BEGIN Task data
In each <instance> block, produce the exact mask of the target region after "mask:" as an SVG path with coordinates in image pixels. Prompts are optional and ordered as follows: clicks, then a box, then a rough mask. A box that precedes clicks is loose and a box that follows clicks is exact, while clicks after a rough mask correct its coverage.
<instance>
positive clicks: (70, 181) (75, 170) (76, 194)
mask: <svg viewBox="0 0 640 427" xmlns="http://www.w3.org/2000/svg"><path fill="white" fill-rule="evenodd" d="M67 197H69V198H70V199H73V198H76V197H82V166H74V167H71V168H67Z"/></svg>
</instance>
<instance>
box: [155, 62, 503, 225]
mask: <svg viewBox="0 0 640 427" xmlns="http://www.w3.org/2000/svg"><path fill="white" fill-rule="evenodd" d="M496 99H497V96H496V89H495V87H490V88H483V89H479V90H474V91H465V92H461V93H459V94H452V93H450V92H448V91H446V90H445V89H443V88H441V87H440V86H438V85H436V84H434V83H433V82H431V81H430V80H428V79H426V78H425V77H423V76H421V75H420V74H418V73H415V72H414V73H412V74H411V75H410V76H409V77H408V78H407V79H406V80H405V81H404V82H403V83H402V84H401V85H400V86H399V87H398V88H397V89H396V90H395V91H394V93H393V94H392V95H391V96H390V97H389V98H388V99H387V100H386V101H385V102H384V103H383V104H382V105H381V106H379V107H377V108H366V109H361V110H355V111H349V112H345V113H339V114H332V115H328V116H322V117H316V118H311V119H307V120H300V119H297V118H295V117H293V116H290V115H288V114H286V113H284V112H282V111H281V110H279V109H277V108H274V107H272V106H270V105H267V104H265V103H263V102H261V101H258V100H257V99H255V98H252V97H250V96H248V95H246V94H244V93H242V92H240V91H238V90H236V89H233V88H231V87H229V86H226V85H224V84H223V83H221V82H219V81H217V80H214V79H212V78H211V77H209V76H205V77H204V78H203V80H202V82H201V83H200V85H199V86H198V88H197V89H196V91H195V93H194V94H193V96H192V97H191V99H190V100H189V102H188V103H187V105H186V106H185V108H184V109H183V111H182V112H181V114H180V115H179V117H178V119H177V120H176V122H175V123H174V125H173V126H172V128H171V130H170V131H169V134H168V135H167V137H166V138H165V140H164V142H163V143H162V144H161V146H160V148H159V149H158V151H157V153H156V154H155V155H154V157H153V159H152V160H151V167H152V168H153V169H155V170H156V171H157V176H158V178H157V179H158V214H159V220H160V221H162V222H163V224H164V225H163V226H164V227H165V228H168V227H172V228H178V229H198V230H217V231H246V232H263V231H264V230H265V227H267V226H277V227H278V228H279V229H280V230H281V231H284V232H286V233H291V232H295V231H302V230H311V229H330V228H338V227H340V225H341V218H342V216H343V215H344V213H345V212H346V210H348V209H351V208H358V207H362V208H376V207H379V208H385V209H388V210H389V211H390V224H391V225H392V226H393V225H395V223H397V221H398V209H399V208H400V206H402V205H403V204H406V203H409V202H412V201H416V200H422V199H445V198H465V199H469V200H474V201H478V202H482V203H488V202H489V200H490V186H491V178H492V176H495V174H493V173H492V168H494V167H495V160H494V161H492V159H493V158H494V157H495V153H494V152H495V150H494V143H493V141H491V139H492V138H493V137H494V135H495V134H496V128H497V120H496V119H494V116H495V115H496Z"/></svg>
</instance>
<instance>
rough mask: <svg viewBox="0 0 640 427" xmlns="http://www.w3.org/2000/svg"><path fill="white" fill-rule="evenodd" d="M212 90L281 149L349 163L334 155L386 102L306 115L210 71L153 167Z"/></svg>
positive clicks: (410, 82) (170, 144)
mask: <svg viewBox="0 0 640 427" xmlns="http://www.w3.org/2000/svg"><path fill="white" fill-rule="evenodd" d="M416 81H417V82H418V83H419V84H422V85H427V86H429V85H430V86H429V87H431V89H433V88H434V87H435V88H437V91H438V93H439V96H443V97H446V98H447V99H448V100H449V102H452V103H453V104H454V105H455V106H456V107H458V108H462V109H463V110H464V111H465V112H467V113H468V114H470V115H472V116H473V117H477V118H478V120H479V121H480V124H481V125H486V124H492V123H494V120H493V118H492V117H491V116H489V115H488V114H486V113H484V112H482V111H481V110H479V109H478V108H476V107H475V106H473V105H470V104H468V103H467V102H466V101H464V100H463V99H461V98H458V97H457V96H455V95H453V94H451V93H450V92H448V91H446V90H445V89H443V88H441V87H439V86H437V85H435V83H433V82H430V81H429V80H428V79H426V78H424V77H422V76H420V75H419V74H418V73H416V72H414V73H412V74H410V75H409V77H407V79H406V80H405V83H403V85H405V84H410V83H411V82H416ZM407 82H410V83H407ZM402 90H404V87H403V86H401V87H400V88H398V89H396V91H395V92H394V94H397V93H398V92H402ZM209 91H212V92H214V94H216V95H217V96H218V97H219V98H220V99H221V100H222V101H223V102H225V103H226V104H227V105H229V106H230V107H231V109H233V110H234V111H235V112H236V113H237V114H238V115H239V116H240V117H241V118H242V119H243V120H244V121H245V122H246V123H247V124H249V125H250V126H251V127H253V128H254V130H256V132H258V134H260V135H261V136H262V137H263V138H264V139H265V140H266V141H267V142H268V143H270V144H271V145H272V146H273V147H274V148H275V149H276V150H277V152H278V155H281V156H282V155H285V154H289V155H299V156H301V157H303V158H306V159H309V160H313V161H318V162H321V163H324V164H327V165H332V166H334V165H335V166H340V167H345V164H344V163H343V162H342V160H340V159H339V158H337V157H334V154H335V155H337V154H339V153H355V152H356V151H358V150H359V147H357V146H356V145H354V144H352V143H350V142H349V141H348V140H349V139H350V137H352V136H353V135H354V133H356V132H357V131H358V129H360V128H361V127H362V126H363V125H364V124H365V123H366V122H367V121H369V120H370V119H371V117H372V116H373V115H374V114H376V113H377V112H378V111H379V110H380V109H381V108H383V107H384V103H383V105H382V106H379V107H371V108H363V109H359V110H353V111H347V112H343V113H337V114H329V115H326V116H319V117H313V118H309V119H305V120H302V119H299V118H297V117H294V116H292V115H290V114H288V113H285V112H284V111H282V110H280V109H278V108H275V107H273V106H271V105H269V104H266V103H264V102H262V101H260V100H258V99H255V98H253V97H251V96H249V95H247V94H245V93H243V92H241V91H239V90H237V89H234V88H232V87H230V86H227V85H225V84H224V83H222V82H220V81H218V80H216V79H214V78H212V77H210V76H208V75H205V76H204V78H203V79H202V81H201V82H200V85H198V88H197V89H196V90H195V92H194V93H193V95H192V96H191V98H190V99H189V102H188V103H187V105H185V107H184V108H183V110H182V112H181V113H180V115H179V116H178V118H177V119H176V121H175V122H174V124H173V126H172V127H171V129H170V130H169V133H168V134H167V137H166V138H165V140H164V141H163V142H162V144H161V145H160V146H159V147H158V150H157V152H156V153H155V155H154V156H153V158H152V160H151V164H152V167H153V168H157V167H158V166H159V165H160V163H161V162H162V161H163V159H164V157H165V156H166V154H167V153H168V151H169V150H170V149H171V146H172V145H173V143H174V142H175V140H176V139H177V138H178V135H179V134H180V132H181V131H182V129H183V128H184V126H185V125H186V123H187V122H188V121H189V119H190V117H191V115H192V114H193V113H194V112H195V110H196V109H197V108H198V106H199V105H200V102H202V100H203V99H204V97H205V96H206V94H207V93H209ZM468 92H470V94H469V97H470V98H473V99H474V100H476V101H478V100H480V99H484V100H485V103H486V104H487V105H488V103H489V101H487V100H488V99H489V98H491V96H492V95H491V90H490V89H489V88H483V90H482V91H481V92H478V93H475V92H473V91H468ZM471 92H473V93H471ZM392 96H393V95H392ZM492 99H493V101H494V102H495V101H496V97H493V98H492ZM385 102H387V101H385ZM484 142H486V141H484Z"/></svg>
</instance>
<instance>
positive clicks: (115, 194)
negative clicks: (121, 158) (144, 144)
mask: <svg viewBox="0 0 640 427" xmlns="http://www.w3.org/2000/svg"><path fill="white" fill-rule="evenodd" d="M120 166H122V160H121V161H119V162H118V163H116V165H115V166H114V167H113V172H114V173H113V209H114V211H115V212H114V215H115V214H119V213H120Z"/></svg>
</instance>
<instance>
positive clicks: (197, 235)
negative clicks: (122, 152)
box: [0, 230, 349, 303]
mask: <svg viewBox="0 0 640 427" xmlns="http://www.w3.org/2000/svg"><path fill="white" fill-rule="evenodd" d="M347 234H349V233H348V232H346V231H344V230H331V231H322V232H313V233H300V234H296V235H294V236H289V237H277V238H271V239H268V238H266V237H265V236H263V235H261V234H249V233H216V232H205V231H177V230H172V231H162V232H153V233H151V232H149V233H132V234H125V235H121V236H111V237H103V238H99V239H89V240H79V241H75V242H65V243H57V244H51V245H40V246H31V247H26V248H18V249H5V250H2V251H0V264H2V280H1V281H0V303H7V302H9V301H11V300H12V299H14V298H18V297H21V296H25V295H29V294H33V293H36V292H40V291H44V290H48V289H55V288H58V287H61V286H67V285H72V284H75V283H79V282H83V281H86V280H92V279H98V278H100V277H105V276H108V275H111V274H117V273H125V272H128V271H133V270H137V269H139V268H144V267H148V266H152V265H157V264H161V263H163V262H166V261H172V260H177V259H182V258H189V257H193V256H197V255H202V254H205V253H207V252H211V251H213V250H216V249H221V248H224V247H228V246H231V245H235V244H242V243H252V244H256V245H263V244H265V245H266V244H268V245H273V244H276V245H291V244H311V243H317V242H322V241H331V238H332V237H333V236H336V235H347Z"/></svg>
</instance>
END Task data
** The task **
Copy out each line from the preceding entries that mentions the word "positive".

** Written solution **
positive clicks: (70, 181) (75, 170) (76, 194)
positive clicks: (410, 82) (170, 144)
positive clicks: (115, 194)
positive clicks: (197, 235)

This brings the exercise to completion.